## Exercício
Segundo o texto sobre os planos de requalificação urbana de Goldman, o que ele sempre destacava ser importante revisitar?

## Texto fornecido

....................

III. Fases do Plano de Requalificação Urbana de Centros Comerciais, Goldman Properties Goldman adaptou seus planos de requalificação urbana ao longo dos anos, de acordo com cada um de seus projetos. Sempre defendeu a importância em encontrar a originalidade de seu contexto de ação, evitando deixar-se guiar apenas pelo instinto. Sempre destacava a importância de revisitar a visão que definiu inicialmente seu Plano Estratégico de Ação.

Figura 6: Tony Goldman in Miami in 2004 Fonte: Alex Quesada (http://www.nytimes.com, 2012)

....................

## Linhas de dados
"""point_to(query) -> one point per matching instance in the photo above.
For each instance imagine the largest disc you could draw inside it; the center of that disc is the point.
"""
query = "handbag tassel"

....................

## Resposta do exercício
A visão que definiu inicialmente seu Plano Estratégico de Ação.